◆ Exercise details: Convert the rows below into a numbered list, omitting any blank lines.
[Start Data excerpts]
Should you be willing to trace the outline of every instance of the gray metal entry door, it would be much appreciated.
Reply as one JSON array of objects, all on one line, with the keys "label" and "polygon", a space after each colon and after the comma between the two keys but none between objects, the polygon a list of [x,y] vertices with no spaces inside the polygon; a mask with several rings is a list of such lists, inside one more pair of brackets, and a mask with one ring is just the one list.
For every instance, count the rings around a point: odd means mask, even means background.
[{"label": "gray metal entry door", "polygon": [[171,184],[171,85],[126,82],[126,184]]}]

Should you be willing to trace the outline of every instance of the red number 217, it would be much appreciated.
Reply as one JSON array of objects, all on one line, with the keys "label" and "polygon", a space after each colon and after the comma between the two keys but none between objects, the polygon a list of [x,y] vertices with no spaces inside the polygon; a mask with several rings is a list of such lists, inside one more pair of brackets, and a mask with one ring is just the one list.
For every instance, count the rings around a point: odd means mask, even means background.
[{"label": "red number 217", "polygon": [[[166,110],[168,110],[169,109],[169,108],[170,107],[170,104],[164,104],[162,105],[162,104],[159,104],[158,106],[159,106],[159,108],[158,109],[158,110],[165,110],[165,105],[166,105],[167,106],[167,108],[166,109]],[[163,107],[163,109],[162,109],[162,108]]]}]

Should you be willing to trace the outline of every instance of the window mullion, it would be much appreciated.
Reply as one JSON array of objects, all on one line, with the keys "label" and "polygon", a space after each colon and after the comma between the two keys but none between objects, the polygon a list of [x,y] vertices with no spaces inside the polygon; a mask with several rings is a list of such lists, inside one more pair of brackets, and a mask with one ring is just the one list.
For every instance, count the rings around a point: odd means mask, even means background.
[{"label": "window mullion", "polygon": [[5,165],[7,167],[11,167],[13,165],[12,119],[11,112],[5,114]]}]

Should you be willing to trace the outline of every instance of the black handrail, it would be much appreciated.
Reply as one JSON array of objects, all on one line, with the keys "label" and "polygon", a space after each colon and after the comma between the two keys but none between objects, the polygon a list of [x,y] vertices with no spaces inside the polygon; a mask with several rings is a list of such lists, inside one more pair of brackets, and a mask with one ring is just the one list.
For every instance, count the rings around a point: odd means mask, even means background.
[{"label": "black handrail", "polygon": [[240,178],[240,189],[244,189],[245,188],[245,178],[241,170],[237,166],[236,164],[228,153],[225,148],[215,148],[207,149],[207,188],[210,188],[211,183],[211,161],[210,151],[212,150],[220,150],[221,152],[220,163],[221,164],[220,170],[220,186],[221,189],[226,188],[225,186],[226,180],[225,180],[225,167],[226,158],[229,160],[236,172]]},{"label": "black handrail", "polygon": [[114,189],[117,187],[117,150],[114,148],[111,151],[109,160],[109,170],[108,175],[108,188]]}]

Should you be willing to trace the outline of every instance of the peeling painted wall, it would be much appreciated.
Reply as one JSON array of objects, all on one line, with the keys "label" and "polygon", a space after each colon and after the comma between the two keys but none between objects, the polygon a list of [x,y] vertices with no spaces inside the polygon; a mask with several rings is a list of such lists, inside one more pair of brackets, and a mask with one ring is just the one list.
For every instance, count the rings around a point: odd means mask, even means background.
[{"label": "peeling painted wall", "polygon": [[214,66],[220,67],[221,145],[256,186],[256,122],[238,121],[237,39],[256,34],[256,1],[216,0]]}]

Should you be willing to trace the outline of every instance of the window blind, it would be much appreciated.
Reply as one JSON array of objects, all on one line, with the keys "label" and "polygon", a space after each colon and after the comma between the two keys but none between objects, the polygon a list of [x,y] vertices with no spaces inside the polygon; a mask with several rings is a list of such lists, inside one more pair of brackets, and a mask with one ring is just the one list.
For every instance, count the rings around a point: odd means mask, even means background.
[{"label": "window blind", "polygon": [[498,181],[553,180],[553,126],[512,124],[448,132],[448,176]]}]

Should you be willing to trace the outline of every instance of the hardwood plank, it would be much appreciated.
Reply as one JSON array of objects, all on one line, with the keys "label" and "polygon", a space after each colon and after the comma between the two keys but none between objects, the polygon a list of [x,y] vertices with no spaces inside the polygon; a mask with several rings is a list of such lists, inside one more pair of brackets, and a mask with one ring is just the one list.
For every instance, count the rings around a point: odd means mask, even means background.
[End Data excerpts]
◆ Answer to the problem:
1. Should you be willing to trace the outline of every instance of the gray metal entry door, it would be much appreciated.
2. Reply as one JSON array of objects, all on one line, with the keys "label" and "polygon", a space after each colon and after the comma between the two keys but none between objects, the polygon a list of [x,y] vertices with no spaces inside the polygon; a mask with several rings is a list of such lists, inside one more pair of brackets, and a mask with one ring is just the one list.
3. For every instance, count the rings around a point: odd means mask, even means background.
4. [{"label": "gray metal entry door", "polygon": [[171,184],[171,85],[126,82],[126,184]]}]
5. Should you be willing to trace the outline of every instance of the red number 217, it would be much appreciated.
6. Reply as one JSON array of objects, all on one line, with the keys "label" and "polygon", a space after each colon and after the comma between the two keys but none between objects, the polygon a list of [x,y] vertices with no spaces inside the polygon; a mask with several rings is a list of such lists, inside one more pair of brackets, and a mask with one ring is just the one list.
7. For every instance, count the rings around a point: odd means mask, even means background.
8. [{"label": "red number 217", "polygon": [[[166,110],[168,110],[169,109],[169,108],[170,107],[170,104],[164,104],[162,105],[162,104],[159,104],[158,106],[159,106],[159,108],[158,109],[158,110],[165,110],[165,105],[166,105],[167,106],[167,108],[166,109]],[[163,107],[163,109],[162,109],[162,108]]]}]
9. Should you be willing to trace the outline of every instance of the window mullion, it would be much appreciated.
10. Reply as one JSON array of objects, all on one line, with the keys "label" and "polygon", a space after each colon and after the comma between the two keys but none between objects, the polygon a list of [x,y] vertices with no spaces inside the polygon; a mask with several rings is a list of such lists, inside one more pair of brackets, and a mask with one ring is just the one list.
11. For every instance, count the rings around a point: odd means mask, even means background.
12. [{"label": "window mullion", "polygon": [[5,165],[7,167],[11,167],[13,165],[12,119],[11,112],[5,114]]}]
13. Should you be willing to trace the outline of every instance of the black handrail, it would be much appreciated.
14. Reply as one JSON array of objects, all on one line, with the keys "label" and "polygon", a space after each colon and after the comma between the two keys but none between objects, the polygon a list of [x,y] vertices with no spaces inside the polygon; a mask with several rings is a list of such lists, inside one more pair of brackets, and a mask with one ring is just the one list.
15. For every instance, count the rings around a point: odd means mask, even means background.
16. [{"label": "black handrail", "polygon": [[240,178],[240,189],[244,189],[245,188],[245,178],[241,170],[237,166],[236,164],[228,153],[225,148],[215,148],[207,149],[207,188],[210,188],[211,183],[211,161],[210,151],[212,150],[220,150],[221,152],[220,163],[221,164],[220,170],[220,186],[221,189],[226,188],[225,186],[226,180],[225,180],[225,167],[226,158],[229,160],[236,172]]},{"label": "black handrail", "polygon": [[114,189],[117,187],[117,150],[114,148],[111,151],[109,160],[109,170],[108,175],[108,188]]}]
17. Should you be willing to trace the outline of every instance of the peeling painted wall, it would be much appreciated.
18. Reply as one JSON array of objects, all on one line, with the keys "label" and "polygon", a space after each colon and after the comma between the two keys but none between objects, the polygon a list of [x,y] vertices with no spaces inside the polygon; a mask with several rings is a list of such lists, inside one more pair of brackets, and a mask with one ring is just the one list.
19. For every instance, count the rings around a point: odd means mask, even means background.
20. [{"label": "peeling painted wall", "polygon": [[214,66],[220,67],[221,145],[256,186],[256,122],[238,121],[237,39],[256,34],[256,1],[216,0]]}]
21. Should you be willing to trace the outline of every instance of the window blind, it would be much appreciated.
22. Reply as one JSON array of objects, all on one line, with the keys "label" and "polygon", a space after each colon and after the comma between the two keys but none between objects, the polygon a list of [x,y] vertices with no spaces inside the polygon; a mask with several rings is a list of such lists, inside one more pair of brackets, and a mask with one ring is just the one list.
23. For every instance, count the rings around a point: odd means mask, even means background.
24. [{"label": "window blind", "polygon": [[498,181],[553,180],[553,126],[512,124],[448,132],[448,176]]}]
25. Should you be willing to trace the outline of every instance of the hardwood plank, it would be much appreciated.
26. Reply as one JSON array of objects, all on one line, with the keys "label" and "polygon", a space after each colon and after the comma between the two keys but none between objects, the polygon a list of [x,y] vertices with no spaces inside the polygon; a mask with several rings is a list of such lists, inside one more pair of brackets, and a mask with one ring is just the one list.
27. For every instance, count the rings around a point: odd means mask, even means background.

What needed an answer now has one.